• Extract to read
"I
don't know much about religion, but I am a Christian."
(1)
On their song 'Gloria' |
| "I
think people understand now that I'm not religious, they understand
that I'm nearly anti-religion... When I talk of religion I'm talking
about the force that's cut this country in two. I'm not religious
at all, but I believe in God very strongly, and I don't believe that
we just kind of exploded out of thin air, I can't believe that."
(1) |
| "I
think it's the spiritual strength that's essential to the band. People
have got to find their own way. I'm not into standing up and saying,
'hey, you should be into God!' My own life is exhilarating through
an experience I feel, and I feel there's no point in talking about
something which should be there in your life anyway. You don't have
to preach about it." (1)
|
| "I
have this hunger in me...everywhere I look I see the evidence of a
creator. But I don't see it as religion, which has cut Irish people
in two. I don't see Jesus Christ as being in any part of a religion.
Religion to me is almost like when God leaves - and people devise
a set of rules to fill the space." (1)
|
| "I'm
frightened, but I'm not cynical or pessimistic about the future and
a lot of that must come down to my beliefs. It is my belief in God
that enables me to get up in the morning and face the world. I believe
that there is a logic and a reason for everything. If I didn't believe
that and thought that everything was simply down to chance, then I'd
really be afraid. I wouldn't cross the road for fear of being run
over." (1) |
| "When
Christ was on earth he spent all His time with ordinary people, trying
to give them something. I don't see any audience as being full of
anti-Christs, you have to look beneath the surface. There are probably
more people like that in a church on Sunday. The audience cannot be
oblivious to the spiritual side. People just usually sweep it under
the carpet, but it's there in their heads." (1)
|
| "We
refute the belief that man is just a higher stage of animal, that
he has no spirit. I think when people start believing that, the real
respect for humanity is gone. You are just a cog in a wheel, another
collection of molecules. That's half the reason for a lot of the pessimism
in the world." (1) |
| "Can
you imagine how it feels to believe in Christ and be so uncomfortable
with Christianity? The church is an empty, hollow building. It's the
edifice. The established church is the edifice of Christianity. It's
as if when the spirit of God leaves a place, the only things that
are left are the pillars of rules and regulations to keep its roof
on. And we are more and more claustrophobic around organized religion.
I used to think I could walk into a Protestant or Catholic church
or whatever and just be at one with myself and the surroundings. But
we are... it's as if the way we are outsiders in the music scene we're
outsiders on every level. We get flak from everyone. We seem to be
walking this line, and whenever we cross it either way it's a long
way down, on either side, to fall. And I don't know how we're still
there, but it takes it all away to talk about it too much." (1) |
| "We
don't talk about our personal beliefs because there's too much talk.
You turn on the television (in America) and you have this guy who
looks like a neo-nazi with a Bible in his hand and his fist is virtually
coming out of the TV screen and into the room where you're sitting
and watching him. The credits come up and the call for cash comes.

• Supplied information
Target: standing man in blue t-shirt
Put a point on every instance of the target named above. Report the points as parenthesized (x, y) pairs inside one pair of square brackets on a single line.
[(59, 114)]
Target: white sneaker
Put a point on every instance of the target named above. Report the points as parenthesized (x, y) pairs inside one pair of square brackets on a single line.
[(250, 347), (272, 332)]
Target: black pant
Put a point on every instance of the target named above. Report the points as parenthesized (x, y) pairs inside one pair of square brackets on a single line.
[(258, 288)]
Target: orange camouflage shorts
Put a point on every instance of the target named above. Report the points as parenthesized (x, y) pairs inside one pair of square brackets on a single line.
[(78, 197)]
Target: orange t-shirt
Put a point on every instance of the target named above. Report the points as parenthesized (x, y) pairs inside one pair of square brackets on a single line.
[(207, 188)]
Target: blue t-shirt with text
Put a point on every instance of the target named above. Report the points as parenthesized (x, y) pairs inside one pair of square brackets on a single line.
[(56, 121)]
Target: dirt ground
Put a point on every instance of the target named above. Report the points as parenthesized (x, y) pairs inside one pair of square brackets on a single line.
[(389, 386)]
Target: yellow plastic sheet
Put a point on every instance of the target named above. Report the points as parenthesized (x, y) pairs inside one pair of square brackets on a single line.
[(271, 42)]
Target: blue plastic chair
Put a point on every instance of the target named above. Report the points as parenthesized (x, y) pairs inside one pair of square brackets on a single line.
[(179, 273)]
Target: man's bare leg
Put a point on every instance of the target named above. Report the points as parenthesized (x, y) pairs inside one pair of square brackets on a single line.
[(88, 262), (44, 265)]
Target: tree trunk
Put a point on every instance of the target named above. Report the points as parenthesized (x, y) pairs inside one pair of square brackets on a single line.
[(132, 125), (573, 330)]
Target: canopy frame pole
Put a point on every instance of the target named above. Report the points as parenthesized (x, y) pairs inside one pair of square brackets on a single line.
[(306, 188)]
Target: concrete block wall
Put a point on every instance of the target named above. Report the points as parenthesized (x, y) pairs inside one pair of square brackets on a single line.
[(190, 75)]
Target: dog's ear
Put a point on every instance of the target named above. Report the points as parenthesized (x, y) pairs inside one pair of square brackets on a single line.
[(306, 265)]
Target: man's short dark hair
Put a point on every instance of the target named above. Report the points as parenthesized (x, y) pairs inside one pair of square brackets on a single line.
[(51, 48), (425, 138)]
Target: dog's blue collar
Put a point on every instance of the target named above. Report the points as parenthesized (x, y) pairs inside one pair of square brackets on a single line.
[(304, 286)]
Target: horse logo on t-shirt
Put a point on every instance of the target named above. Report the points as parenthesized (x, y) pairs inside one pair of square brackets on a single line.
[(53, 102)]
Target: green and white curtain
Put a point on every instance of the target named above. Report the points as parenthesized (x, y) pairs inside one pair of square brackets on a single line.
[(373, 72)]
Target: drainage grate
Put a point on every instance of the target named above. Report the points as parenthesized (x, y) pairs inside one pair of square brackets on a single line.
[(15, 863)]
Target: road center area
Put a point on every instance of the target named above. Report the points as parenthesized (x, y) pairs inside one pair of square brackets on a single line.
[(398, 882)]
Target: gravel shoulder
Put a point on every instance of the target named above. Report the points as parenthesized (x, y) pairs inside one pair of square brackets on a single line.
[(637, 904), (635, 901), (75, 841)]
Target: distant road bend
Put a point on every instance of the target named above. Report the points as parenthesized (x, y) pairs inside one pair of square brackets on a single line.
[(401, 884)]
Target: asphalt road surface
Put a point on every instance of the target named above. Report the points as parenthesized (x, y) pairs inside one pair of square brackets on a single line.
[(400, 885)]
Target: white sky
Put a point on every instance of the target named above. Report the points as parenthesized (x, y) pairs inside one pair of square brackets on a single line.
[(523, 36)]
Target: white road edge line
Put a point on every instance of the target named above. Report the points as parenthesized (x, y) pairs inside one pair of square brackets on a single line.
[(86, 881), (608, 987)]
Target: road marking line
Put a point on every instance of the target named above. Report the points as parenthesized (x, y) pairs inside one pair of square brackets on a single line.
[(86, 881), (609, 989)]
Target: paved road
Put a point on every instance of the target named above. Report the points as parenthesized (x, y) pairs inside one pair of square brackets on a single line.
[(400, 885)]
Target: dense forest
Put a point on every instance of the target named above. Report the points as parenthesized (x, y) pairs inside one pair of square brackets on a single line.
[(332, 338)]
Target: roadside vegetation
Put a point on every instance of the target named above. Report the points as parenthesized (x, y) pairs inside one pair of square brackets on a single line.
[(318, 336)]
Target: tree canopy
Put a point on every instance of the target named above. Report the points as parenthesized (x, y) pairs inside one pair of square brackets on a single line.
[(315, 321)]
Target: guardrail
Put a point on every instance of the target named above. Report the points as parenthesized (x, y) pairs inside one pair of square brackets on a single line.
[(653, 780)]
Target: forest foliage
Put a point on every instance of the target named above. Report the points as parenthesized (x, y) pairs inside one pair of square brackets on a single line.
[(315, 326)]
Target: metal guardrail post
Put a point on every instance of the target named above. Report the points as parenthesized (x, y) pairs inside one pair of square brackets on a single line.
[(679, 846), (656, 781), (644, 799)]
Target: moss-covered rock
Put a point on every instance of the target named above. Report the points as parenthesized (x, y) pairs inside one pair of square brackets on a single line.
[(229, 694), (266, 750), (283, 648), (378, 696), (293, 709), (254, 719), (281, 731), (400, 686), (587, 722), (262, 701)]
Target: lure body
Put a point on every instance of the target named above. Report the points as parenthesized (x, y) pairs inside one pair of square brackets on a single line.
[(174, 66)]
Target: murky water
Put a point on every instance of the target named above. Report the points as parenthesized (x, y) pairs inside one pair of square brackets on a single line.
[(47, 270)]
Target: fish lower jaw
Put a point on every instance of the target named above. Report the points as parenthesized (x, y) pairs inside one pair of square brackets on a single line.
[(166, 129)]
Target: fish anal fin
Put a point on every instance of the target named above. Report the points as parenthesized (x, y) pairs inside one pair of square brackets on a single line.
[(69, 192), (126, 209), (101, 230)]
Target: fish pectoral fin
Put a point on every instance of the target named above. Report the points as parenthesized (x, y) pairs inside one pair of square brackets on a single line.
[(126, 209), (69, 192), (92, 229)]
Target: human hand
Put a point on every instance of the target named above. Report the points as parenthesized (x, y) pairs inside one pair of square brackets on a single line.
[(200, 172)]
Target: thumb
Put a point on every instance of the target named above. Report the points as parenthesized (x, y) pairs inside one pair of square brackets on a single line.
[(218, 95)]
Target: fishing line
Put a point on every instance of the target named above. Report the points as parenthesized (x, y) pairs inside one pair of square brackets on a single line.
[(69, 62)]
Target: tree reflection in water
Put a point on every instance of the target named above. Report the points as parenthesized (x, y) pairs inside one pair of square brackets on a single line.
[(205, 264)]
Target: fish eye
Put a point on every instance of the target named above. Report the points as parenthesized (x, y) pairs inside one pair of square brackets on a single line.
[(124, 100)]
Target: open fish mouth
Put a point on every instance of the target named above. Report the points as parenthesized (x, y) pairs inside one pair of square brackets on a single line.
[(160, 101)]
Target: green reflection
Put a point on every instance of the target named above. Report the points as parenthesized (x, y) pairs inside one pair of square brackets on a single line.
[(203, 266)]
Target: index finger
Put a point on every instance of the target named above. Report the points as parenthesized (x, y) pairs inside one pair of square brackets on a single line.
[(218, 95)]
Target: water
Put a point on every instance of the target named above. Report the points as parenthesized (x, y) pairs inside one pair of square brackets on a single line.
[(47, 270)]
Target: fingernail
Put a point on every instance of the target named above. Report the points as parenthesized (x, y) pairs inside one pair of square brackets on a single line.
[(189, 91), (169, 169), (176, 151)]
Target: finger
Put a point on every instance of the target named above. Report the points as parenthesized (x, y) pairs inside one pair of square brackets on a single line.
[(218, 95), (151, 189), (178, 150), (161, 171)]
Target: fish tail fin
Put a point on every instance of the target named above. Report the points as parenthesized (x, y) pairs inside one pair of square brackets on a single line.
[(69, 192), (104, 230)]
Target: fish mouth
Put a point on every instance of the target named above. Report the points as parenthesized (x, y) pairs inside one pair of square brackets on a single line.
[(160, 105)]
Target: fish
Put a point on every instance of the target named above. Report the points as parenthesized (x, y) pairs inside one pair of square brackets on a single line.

• Description of the task
In the quotes on religion, print everything from "I used to think" down to "too much talk.", word for word.

• Answer to this exercise
I used to think I could walk into a Protestant or Catholic church
or whatever and just be at one with myself and the surroundings. But
we are... it's as if the way we are outsiders in the music scene we're
outsiders on every level. We get flak from everyone. We seem to be
walking this line, and whenever we cross it either way it's a long
way down, on either side, to fall. And I don't know how we're still
there, but it takes it all away to talk about it too much." (1) |
| "We
don't talk about our personal beliefs because there's too much talk.